_PROBLEM TO SOLVE_
Repeat the records below word for word, starting at the line that contains "Task: for every" and stopping after the line that contains "negative clicks: (165, 113) (128, 123)".

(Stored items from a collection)
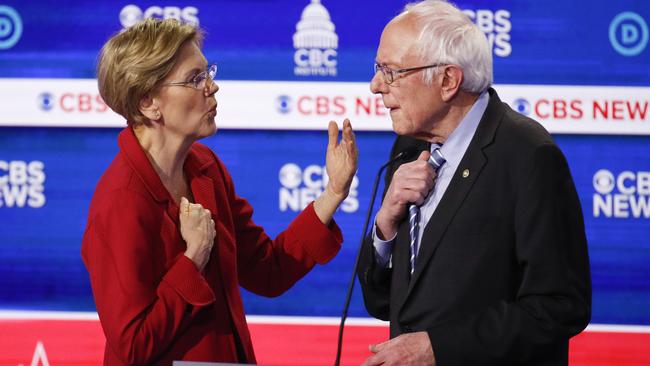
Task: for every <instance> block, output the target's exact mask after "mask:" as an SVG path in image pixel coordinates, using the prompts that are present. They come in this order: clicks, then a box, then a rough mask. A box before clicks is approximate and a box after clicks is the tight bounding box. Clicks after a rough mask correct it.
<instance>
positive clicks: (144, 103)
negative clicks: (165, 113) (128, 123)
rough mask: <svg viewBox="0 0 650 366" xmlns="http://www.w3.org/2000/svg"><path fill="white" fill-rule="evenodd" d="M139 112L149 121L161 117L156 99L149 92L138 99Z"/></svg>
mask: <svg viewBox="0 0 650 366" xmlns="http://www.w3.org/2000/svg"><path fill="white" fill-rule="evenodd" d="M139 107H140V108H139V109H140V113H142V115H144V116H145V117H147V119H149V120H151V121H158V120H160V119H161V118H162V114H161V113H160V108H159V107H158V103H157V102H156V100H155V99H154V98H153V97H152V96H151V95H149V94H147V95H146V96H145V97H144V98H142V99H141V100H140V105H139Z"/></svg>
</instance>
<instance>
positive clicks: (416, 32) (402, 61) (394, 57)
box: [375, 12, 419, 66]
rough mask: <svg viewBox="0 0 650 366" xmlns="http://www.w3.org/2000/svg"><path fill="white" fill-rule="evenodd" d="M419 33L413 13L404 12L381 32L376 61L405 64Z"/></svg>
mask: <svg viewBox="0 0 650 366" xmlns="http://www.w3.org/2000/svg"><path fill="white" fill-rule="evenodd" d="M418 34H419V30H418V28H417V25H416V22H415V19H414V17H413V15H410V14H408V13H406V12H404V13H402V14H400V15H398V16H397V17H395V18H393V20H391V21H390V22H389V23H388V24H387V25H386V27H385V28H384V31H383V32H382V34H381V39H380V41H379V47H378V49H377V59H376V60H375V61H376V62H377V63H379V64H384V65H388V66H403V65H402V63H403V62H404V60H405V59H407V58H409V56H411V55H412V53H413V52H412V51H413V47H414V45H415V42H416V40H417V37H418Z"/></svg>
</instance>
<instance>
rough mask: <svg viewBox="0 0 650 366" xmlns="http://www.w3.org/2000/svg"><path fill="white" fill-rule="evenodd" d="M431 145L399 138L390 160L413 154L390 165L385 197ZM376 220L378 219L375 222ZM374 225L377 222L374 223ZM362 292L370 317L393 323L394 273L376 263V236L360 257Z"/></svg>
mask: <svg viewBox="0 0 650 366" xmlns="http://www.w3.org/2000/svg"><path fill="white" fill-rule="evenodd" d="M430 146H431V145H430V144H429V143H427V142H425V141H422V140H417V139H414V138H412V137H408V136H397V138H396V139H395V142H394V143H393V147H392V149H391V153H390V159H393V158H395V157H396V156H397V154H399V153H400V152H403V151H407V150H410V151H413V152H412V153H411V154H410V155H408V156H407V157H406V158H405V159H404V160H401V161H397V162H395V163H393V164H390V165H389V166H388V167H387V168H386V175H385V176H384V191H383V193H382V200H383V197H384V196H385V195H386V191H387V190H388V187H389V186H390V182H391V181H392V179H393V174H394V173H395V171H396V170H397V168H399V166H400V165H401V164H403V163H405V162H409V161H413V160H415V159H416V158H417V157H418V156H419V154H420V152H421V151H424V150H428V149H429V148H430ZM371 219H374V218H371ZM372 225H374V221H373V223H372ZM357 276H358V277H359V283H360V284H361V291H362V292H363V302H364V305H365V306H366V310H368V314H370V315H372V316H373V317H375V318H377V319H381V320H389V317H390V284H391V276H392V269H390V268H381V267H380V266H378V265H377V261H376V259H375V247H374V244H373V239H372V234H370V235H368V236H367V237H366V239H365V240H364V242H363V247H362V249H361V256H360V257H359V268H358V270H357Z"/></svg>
--
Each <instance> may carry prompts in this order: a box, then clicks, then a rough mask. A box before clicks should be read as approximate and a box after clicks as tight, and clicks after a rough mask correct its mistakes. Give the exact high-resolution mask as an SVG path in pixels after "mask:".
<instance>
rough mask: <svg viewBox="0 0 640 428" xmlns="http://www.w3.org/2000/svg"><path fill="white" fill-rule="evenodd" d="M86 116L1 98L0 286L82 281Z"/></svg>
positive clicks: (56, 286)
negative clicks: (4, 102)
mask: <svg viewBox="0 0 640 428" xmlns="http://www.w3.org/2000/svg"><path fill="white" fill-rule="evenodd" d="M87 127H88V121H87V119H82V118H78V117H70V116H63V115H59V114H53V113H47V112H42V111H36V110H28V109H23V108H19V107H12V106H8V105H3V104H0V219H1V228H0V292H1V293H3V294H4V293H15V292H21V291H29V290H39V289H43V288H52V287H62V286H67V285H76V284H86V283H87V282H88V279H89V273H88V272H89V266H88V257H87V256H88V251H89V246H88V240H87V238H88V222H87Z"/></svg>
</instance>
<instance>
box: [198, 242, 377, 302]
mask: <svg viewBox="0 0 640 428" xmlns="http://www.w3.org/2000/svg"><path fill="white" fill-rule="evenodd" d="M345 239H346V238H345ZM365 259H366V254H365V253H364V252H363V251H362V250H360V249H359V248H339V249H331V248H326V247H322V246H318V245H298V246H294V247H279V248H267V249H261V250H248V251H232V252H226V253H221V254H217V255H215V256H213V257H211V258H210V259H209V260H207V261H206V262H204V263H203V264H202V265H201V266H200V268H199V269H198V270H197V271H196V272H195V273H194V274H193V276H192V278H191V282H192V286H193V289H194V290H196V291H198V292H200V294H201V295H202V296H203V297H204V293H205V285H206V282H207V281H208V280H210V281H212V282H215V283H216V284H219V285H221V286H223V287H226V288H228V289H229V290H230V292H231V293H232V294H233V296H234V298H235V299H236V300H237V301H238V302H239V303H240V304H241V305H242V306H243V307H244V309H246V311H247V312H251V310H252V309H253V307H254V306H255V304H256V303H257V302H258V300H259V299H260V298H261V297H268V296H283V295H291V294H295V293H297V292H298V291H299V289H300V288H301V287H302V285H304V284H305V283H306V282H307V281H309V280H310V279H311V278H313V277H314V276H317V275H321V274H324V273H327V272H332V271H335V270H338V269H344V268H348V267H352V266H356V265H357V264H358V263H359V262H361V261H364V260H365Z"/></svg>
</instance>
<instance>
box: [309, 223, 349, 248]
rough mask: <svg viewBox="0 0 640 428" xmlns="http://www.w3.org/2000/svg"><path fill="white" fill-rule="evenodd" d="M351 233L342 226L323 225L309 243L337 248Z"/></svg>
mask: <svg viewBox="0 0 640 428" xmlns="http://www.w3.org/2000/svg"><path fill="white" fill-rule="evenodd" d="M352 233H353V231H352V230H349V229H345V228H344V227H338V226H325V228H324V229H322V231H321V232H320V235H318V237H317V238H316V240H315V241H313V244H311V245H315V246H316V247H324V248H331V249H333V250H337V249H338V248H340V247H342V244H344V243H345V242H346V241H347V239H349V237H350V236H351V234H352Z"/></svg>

_RESPONSE AREA_
Task: for every <instance> block, output the target's exact mask after "mask:" as an SVG path in image pixel coordinates, using the prompts that are present. They come in this order: clicks, then a box, then a rough mask. A box before clicks is approximate and a box after clicks is the tight bounding box. Clicks after a rough mask correct it.
<instance>
positive clicks: (144, 103)
negative clicks: (165, 113) (128, 123)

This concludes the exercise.